Copy each line below that contains "rear".

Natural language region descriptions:
_ _ _ _

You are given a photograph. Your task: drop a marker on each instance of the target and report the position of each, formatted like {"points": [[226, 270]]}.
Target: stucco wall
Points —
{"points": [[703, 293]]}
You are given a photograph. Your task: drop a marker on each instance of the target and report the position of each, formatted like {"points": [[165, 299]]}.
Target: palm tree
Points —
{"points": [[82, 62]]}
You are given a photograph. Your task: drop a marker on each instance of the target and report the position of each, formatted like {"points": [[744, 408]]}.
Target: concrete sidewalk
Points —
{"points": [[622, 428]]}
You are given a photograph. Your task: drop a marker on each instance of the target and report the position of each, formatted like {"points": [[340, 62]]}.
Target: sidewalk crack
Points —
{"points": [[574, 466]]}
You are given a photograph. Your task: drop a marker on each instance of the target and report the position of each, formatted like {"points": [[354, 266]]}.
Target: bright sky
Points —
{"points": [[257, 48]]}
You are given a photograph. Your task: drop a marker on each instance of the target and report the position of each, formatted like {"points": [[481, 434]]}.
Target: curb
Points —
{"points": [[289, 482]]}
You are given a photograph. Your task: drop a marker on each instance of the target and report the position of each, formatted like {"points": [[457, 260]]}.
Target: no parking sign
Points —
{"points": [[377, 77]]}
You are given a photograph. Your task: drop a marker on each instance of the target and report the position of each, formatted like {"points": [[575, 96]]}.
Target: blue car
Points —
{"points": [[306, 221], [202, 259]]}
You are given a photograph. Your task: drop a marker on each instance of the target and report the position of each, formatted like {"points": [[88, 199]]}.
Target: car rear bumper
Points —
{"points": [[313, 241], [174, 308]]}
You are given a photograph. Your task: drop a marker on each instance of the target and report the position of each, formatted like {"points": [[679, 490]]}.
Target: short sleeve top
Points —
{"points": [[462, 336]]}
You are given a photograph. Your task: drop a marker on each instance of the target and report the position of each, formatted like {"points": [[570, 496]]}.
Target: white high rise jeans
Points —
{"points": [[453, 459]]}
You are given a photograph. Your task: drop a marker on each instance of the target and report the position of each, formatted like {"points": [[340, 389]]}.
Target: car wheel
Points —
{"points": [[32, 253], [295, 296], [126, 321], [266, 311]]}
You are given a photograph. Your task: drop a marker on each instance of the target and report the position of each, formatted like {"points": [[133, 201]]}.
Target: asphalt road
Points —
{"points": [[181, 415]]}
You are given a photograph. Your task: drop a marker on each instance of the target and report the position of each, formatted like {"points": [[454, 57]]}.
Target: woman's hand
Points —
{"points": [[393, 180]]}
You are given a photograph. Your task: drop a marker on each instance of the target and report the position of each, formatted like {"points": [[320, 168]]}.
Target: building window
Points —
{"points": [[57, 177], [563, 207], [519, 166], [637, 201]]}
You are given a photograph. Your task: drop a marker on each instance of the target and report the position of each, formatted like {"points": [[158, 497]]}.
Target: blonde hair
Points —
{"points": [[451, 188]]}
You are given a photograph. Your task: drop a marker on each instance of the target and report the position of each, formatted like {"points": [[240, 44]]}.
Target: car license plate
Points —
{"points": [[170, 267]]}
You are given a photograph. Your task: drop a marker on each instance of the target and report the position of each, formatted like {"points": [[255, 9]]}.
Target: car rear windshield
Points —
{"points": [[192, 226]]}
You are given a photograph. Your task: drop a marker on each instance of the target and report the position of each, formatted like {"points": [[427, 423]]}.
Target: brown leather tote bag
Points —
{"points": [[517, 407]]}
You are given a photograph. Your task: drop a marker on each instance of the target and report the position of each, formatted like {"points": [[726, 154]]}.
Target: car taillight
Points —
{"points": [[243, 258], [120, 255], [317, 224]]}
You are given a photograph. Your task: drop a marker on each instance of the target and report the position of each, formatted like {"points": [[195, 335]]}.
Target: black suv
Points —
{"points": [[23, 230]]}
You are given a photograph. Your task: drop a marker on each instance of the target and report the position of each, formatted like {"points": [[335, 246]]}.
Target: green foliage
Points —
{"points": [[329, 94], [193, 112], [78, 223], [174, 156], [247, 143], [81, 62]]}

_ _ _ _

Completed exercise -
Target: car rear bumper
Target: car rear windshield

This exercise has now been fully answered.